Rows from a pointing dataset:
>> Begin

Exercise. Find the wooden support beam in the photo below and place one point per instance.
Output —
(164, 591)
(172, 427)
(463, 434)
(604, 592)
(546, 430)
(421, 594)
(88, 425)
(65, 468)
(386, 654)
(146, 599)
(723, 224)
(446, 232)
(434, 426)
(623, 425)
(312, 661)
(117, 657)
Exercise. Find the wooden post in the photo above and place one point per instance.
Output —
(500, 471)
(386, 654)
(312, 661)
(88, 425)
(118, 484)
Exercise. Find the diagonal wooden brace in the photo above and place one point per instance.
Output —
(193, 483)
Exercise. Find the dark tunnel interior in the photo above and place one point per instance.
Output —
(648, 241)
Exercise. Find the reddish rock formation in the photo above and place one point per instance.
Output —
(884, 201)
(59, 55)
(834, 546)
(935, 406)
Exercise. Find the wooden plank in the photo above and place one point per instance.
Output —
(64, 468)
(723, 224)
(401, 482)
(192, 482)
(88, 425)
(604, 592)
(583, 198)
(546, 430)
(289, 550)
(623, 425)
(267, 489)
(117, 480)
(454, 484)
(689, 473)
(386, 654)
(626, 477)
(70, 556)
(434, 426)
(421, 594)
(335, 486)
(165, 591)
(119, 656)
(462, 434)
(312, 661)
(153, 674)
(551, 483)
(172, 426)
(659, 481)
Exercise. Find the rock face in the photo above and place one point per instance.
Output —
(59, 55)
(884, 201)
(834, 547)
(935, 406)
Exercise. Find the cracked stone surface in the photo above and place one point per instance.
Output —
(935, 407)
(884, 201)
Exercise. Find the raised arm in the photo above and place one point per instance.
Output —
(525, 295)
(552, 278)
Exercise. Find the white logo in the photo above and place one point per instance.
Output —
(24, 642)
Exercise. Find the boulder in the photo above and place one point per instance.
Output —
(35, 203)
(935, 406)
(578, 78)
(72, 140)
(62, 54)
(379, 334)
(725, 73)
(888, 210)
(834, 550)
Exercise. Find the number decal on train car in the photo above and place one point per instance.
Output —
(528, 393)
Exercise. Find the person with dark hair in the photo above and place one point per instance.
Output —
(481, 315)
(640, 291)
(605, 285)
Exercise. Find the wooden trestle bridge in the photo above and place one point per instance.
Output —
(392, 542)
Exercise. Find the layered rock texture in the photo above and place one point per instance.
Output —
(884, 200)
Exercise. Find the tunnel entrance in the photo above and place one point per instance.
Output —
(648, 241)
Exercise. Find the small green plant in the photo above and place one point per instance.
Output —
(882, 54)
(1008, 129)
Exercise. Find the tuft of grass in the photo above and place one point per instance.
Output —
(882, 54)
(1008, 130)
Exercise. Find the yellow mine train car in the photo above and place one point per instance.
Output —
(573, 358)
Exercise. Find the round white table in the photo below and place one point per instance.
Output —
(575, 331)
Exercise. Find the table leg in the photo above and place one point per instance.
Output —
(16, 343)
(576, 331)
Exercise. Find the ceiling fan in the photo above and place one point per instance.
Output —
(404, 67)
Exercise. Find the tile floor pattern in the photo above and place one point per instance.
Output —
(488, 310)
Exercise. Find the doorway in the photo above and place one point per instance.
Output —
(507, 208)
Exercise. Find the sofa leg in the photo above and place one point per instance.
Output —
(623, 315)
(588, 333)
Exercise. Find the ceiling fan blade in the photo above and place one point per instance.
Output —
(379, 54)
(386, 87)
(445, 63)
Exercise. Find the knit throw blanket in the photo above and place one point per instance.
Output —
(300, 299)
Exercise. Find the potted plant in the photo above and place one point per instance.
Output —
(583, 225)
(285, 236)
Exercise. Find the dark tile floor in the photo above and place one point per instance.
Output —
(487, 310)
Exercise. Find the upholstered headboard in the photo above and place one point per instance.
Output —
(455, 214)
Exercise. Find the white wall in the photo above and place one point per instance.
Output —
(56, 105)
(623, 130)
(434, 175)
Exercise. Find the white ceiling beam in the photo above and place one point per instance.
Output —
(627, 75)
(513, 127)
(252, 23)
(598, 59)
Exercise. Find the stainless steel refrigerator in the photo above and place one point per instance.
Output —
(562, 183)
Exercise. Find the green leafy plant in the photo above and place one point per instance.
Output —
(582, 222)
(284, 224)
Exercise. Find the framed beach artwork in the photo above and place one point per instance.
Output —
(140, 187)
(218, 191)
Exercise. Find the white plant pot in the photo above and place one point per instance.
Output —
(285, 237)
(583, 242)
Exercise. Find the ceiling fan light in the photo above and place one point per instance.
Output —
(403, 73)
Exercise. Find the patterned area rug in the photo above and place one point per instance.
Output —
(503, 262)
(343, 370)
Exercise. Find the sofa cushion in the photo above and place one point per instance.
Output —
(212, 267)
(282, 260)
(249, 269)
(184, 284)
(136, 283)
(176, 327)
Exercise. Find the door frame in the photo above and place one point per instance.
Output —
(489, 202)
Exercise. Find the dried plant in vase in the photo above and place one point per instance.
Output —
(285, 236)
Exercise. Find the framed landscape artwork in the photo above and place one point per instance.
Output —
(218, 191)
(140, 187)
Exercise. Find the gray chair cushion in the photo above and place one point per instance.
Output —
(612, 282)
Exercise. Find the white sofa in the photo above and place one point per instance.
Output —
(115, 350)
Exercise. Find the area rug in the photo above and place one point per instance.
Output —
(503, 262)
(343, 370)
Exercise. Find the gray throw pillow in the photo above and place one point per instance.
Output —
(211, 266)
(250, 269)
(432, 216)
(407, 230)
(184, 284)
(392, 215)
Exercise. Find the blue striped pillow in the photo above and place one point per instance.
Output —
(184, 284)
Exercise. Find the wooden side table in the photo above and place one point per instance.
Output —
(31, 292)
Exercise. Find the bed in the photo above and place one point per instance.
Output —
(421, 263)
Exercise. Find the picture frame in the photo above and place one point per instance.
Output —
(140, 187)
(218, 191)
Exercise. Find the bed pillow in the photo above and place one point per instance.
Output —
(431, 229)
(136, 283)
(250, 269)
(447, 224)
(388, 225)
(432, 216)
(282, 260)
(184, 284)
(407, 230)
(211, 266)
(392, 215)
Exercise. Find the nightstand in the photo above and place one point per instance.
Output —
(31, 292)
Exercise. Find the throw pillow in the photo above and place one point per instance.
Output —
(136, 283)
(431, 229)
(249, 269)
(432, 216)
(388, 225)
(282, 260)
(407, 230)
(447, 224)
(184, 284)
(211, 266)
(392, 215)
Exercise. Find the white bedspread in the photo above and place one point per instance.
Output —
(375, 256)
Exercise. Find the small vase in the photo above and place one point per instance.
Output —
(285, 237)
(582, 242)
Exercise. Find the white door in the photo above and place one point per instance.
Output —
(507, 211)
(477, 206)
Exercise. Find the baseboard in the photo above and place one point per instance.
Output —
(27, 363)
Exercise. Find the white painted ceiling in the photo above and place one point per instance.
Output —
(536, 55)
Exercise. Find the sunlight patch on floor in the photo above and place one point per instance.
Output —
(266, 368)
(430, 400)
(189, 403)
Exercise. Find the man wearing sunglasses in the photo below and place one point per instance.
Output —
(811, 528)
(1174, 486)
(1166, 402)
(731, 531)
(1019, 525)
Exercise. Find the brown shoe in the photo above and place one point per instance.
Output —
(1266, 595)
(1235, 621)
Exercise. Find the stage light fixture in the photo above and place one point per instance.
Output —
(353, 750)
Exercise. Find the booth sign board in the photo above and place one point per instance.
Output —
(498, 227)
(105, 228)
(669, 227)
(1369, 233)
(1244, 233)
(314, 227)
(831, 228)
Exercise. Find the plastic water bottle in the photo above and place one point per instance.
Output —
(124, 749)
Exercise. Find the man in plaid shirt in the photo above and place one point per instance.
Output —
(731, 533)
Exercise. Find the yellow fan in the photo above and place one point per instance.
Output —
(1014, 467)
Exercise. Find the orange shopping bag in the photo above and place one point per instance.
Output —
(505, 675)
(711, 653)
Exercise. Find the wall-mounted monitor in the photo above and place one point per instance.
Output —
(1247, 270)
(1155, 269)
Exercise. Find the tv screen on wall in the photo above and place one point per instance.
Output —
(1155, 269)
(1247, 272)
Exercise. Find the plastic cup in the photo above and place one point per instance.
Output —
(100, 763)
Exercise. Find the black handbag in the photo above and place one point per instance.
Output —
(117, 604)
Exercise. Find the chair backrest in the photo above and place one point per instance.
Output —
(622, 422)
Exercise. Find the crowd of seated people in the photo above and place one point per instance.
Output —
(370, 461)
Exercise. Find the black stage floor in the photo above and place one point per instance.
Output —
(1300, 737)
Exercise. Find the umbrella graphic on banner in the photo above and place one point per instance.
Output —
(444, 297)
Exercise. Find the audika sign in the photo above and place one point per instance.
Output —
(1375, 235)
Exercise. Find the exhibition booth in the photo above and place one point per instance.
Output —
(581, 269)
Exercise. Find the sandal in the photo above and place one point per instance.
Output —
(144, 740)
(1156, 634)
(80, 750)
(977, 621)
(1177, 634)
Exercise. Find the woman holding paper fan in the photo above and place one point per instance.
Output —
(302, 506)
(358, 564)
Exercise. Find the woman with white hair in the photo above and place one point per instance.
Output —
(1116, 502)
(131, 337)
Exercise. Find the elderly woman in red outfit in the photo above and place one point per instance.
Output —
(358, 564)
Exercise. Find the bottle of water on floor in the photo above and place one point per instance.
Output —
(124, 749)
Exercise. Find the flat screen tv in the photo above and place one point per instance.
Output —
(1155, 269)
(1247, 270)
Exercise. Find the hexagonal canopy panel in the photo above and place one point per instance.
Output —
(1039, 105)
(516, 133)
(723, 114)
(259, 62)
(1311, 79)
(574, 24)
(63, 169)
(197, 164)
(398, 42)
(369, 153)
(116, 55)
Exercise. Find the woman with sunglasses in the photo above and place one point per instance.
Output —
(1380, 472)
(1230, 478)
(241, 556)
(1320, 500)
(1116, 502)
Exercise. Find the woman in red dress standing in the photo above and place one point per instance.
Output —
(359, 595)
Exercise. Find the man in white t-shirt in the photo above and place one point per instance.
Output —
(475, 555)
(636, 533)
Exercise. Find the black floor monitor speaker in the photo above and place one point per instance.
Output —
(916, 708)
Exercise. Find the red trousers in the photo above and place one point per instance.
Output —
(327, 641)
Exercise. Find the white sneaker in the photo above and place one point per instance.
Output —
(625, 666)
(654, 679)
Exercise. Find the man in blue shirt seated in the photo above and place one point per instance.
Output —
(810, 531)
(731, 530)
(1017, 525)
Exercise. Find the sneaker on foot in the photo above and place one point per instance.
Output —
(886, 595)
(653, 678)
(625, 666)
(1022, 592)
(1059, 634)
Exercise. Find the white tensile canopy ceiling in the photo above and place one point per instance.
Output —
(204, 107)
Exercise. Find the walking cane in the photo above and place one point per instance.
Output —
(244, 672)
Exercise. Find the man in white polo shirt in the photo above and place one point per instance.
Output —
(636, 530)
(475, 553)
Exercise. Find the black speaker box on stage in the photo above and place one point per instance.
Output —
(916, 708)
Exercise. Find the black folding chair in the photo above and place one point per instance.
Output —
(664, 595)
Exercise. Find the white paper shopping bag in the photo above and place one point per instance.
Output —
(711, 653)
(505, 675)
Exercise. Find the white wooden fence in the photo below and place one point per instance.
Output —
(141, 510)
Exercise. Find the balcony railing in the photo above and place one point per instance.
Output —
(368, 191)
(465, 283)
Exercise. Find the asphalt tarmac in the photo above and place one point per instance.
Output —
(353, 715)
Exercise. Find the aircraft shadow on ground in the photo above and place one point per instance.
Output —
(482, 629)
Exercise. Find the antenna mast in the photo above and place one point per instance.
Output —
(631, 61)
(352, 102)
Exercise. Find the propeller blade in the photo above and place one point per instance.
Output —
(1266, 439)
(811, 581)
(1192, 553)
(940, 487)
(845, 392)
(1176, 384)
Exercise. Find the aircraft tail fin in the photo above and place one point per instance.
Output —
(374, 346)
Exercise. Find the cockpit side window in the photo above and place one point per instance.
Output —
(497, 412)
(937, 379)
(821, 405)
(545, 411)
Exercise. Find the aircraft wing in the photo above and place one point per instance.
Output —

>> End

### GIVEN INSTRUCTION
Rewrite the stretch of lines from the one containing "Exercise. Find the white painted" through the one containing "(1014, 467)", substituting "Result" for each occurrence of "Output" and leaving everything else as it stands.

### TASK RESPONSE
Exercise. Find the white painted ceiling in the photo above and place one point per instance.
Result —
(536, 55)
Exercise. Find the sunlight patch on floor in the photo above and place one point per instance.
Result —
(266, 368)
(430, 400)
(189, 403)
Exercise. Find the man wearing sunglasses in the photo below and place one point per instance.
Result —
(811, 528)
(1174, 486)
(1166, 402)
(731, 531)
(1019, 525)
Exercise. Find the brown shoe in the photo above and place one point per instance.
Result —
(1266, 595)
(1235, 621)
Exercise. Find the stage light fixture in the photo above and place one point per instance.
Result —
(353, 750)
Exercise. Find the booth sign board in the photo above and place one point per instance.
Result —
(498, 227)
(105, 228)
(669, 227)
(1369, 233)
(1244, 233)
(314, 227)
(831, 228)
Exercise. Find the plastic water bottle in the photo above and place one point per instance.
Result —
(124, 749)
Exercise. Find the man in plaid shirt in the photo above and place one point per instance.
Result —
(731, 533)
Exercise. Find the yellow fan in the photo above and place one point per instance.
Result —
(1014, 467)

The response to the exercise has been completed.